------ Material shown
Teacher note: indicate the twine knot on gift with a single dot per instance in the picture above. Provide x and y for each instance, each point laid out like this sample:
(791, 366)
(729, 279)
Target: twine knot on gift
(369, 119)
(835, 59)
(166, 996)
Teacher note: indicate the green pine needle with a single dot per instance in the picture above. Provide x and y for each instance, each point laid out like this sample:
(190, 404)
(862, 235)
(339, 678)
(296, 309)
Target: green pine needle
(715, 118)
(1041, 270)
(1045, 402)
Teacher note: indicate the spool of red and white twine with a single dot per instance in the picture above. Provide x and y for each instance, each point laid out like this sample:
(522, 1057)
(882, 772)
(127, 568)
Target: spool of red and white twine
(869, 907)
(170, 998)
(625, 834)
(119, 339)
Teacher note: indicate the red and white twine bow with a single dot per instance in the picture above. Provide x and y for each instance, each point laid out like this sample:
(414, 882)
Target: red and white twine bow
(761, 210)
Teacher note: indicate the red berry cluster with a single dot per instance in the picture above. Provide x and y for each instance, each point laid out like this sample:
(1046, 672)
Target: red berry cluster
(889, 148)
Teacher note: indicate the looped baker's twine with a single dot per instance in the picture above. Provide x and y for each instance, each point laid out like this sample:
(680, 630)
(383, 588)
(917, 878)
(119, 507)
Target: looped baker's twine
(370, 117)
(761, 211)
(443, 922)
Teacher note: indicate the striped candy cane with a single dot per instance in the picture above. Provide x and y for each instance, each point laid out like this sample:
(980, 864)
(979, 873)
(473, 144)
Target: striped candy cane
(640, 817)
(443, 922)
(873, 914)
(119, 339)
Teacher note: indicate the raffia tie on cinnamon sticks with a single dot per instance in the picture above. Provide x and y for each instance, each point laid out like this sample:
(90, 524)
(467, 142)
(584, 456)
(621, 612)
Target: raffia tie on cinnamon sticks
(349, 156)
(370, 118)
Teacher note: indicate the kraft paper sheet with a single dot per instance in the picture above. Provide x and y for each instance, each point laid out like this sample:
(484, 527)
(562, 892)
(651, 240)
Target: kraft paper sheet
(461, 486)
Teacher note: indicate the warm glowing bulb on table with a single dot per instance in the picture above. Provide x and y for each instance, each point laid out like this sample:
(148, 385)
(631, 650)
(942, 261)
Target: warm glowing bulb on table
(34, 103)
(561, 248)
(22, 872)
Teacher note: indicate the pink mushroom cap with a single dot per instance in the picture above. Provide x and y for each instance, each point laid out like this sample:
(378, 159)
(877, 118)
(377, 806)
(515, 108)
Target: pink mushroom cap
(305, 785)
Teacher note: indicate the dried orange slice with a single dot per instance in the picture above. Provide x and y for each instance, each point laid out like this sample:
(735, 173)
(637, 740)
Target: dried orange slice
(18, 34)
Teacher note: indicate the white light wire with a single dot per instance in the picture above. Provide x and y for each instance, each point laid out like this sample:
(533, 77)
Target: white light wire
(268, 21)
------------
Repeat all of the lines above word for word, changing nothing.

■ Final result
Teacher note: indicate the twine knot on gift with a single dot per instance in the picture above. Provide x and y for each instance, each point laid out like this sample:
(791, 366)
(729, 279)
Target: twine knot on gift
(369, 119)
(835, 59)
(166, 996)
Teacher note: indicate the green pine needle with a single dot per instance in the picture above. Provide x and y for each instance, each point laid out like this sample:
(190, 404)
(862, 235)
(339, 678)
(296, 309)
Target: green pine needle
(715, 118)
(1041, 270)
(1045, 402)
Teacher note: indicate the spool of red and white twine with a single dot per instance in the picture above. Provide x and y for each instance, each point laid out like this sample:
(522, 1057)
(882, 772)
(127, 568)
Target: spool of red and white twine
(869, 907)
(170, 998)
(625, 834)
(119, 339)
Teacher note: indicate the red and white twine bow with a single dot per instance in the picture above. Provide x and y for each instance, each point laid out like this sample:
(414, 882)
Target: red and white twine bow
(761, 210)
Teacher note: indicate the red berry cluster with a single dot per instance in the picture above. Provide x and y for each instance, each point laid out like this sample:
(1046, 672)
Target: red berry cluster
(889, 148)
Teacher note: indicate the looped baker's twine with a single dot per instance in the picture above. Provide x and y for each instance, each point laid out like this sample:
(680, 630)
(383, 588)
(917, 878)
(119, 507)
Target: looped baker's twine
(370, 117)
(761, 211)
(443, 922)
Teacher note: indicate the striped candy cane with a single dot per instance in the picture above. Provide x and y for each instance, each point laid out like this sample:
(980, 864)
(979, 873)
(473, 144)
Target: striped candy cane
(640, 817)
(443, 922)
(873, 914)
(119, 339)
Teacher note: indicate the raffia tie on cinnamon sticks with a single dot per instance in the picture above. Provide x and y for each instance, each point laid out like this sample:
(90, 524)
(467, 142)
(584, 456)
(621, 612)
Target: raffia tie on cinnamon sticks
(349, 156)
(370, 118)
Teacher note: indicate the kraft paper sheet with a single dot per instance in the picture above. Provide x and y for each instance, each point laid out like this sample:
(484, 527)
(562, 892)
(651, 240)
Target: kraft paper sheet
(461, 486)
Teacher note: indicate the warm glowing bulb on table with a single dot per instance in the picture above. Provide x and y for each instance, each point laid out like this sample:
(148, 385)
(631, 650)
(942, 261)
Target: warm glowing bulb on table
(34, 103)
(561, 248)
(22, 872)
Teacher note: indicate the pink mushroom cap with a single dot per instance in the picture above. Provide x and y for each instance, each point laid out like this sample:
(378, 159)
(877, 118)
(377, 806)
(515, 108)
Target: pink mushroom cap
(305, 785)
Teacher note: indicate the dried orange slice with a single dot per instance in the picture above. Provide x and y for each instance, each point laid out like this sample:
(735, 173)
(637, 740)
Target: dried orange slice
(18, 34)
Teacher note: indicate the white light wire with a single dot per instance in the picture above. Provide x and y for each instance, each point laid out like this sample:
(533, 77)
Target: white light wire
(268, 21)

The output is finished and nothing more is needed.